Data items
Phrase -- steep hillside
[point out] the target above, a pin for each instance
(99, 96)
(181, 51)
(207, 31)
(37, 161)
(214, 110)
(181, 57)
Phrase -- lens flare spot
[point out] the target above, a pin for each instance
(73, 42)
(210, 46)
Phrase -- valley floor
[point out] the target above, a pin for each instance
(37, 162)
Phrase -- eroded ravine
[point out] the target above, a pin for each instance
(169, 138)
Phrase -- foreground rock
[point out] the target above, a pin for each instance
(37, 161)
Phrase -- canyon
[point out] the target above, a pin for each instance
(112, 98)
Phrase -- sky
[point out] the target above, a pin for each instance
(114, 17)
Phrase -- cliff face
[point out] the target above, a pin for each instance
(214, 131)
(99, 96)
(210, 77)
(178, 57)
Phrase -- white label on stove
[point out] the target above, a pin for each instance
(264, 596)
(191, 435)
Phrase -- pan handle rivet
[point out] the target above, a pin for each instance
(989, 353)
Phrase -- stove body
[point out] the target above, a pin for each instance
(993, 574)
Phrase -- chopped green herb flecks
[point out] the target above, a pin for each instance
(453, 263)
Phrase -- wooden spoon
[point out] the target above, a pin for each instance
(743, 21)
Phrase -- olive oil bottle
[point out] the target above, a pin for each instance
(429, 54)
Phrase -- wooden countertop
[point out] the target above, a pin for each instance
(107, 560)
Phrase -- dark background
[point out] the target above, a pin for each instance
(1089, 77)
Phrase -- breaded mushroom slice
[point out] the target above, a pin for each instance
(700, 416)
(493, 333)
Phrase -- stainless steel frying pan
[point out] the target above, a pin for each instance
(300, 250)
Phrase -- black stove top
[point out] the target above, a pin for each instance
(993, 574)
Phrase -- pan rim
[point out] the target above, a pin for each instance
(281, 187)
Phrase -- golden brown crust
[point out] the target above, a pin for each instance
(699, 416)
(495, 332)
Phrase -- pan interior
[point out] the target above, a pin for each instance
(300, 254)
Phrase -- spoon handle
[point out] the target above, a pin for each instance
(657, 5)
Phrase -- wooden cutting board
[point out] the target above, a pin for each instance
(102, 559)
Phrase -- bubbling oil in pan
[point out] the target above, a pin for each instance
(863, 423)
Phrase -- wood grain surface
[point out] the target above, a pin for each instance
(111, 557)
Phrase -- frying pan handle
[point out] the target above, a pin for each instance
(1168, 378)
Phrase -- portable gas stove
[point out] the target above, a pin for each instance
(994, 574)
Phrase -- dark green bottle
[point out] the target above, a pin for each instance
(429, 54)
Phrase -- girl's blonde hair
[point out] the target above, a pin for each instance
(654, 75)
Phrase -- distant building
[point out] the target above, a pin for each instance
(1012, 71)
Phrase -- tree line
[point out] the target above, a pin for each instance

Problem requirements: Edit the lines above so that "pin" becomes "marker" throughout, changing nothing else.

Correct output:
Phrase -- steep hillside
[point out] the target above, a marker for each instance
(99, 96)
(181, 51)
(207, 31)
(37, 161)
(214, 110)
(181, 57)
Phrase -- lens flare spot
[point out] the target above, a marker for each instance
(73, 42)
(210, 46)
Phrase -- valley floor
[point out] the target above, a marker for each instance
(37, 162)
Phrase -- eroded ravine
[point out] the target above, a marker for each instance
(169, 138)
Phrase -- foreground rock
[point out] the target above, a marker for each instance
(37, 161)
Phrase -- canyon
[point out] the target above, a marker for each instance
(112, 98)
Phrase -- sky
[point out] the target above, a marker for each instance
(114, 17)
Phrase -- cliff face
[point out] the target above, a marker for each instance
(214, 131)
(99, 96)
(210, 77)
(178, 57)
Phrase -- white label on stove
[point out] the target above, a marker for each instance
(264, 596)
(191, 435)
Phrase -- pan handle rivet
[point out] the target above, a marker for each instance
(989, 353)
Phrase -- stove body
[point out] the target above, a marker for each instance
(993, 574)
Phrase -- chopped green herb flecks
[point out] the target above, a marker for each instance
(453, 263)
Phrase -- wooden spoon
[point out] the target above, a marker for each instance
(743, 21)
Phrase -- olive oil bottle
[point out] the target above, a marker for each instance
(429, 54)
Phrase -- wooden countertop
[point out] the target above, a marker for each instance
(107, 560)
Phrase -- dark background
[point out] the target above, a marker for each instance
(1089, 77)
Phrase -- breaded mushroom slice
[point out] the target above, a marker for each instance
(700, 416)
(493, 333)
Phrase -- stainless steel frying pan
[point out] the target above, a marker for each instance
(300, 250)
Phrase -- black stove top
[point out] the target above, a marker for each instance
(993, 574)
Phrase -- pan rim
[point out] the target above, a marker for each instance
(281, 187)
Phrase -- golden brown crust
[point out] the target above, a marker for each instance
(699, 416)
(495, 332)
Phrase -- pan interior
[point out] the target above, a marker for each instance
(300, 254)
Phrase -- spoon handle
[point out] the target above, a marker for each instance
(657, 5)
Phrase -- wooden cutting board
[point out] the target above, a marker for each instance
(102, 559)
Phrase -- bubbling oil in pan
[point out] the target above, a marker for each instance
(863, 423)
Phrase -- wood grain surface
[point out] the target above, a marker for each instance
(111, 557)
Phrase -- frying pan handle
[point out] the target above, a marker for each instance
(1168, 378)
Phrase -- portable gas stove
[point out] the target above, a marker for each instance
(994, 574)
Phrase -- dark green bottle
[point out] the target above, a marker for each instance
(429, 54)
Phrase -- girl's blonde hair
[point out] the target above, a marker for each instance
(654, 75)
Phrase -- distant building
[point out] the target above, a marker for each instance
(1012, 71)
Phrase -- tree line
[point out] the target above, a marker for each instance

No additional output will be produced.